▶ [PROBLEM REQUIREMENTS] Search the material below for the word "blurred" and copy every line in which it occurs.

(RECORD EXTRACTS)

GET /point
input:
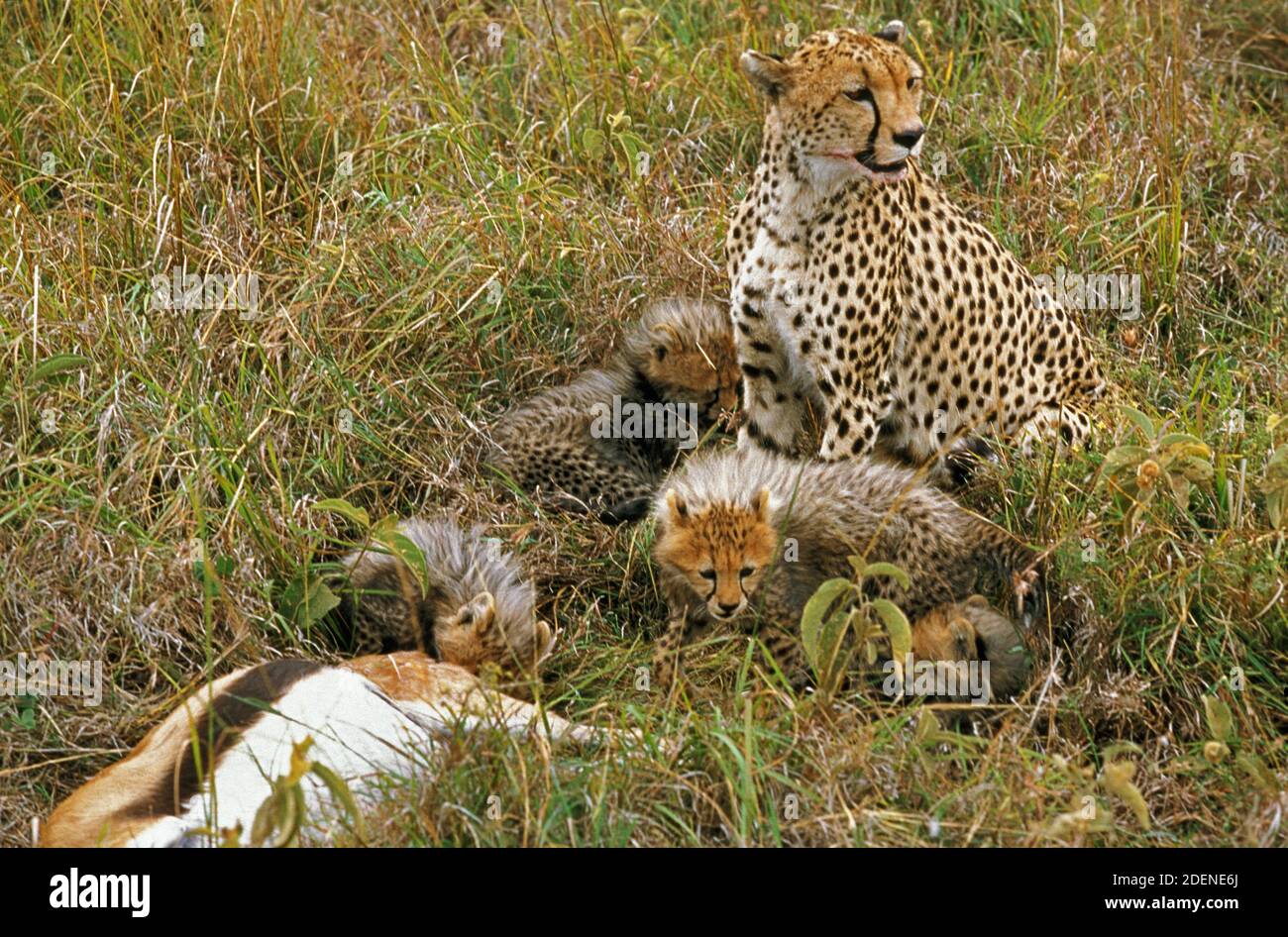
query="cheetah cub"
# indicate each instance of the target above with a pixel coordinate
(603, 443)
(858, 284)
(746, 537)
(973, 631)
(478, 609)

(End RECORD EXTRACTS)
(RECORD EXTRACTS)

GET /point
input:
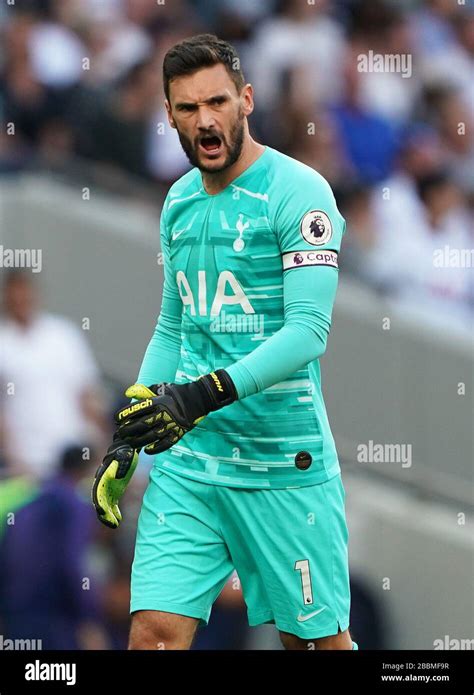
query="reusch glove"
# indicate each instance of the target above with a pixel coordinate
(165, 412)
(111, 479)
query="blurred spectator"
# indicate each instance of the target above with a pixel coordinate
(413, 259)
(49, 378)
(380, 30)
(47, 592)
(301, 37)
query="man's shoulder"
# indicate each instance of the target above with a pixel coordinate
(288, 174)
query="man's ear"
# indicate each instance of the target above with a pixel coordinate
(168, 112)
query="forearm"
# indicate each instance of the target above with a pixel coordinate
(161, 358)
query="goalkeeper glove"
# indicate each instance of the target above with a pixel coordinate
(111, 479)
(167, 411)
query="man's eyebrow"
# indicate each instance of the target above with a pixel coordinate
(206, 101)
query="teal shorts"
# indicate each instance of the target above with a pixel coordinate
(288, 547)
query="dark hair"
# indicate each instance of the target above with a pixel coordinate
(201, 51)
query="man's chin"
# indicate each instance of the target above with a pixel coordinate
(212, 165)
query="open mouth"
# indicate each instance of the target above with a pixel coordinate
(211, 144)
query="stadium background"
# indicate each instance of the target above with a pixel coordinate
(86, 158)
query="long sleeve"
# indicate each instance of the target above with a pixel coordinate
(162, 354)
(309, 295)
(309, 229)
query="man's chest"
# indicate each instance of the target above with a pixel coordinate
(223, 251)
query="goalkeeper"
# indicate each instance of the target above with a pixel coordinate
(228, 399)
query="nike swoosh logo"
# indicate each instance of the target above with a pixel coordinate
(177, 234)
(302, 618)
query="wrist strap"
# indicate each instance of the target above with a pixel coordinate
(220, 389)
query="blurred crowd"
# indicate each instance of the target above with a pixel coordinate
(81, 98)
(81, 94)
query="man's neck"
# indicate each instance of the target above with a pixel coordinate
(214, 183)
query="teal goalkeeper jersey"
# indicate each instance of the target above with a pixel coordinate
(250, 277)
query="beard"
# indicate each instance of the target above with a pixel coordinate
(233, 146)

(End RECORD EXTRACTS)

▶ [OUTPUT OF THE EXERCISE]
query="blurred spectator"
query="blurred crowd"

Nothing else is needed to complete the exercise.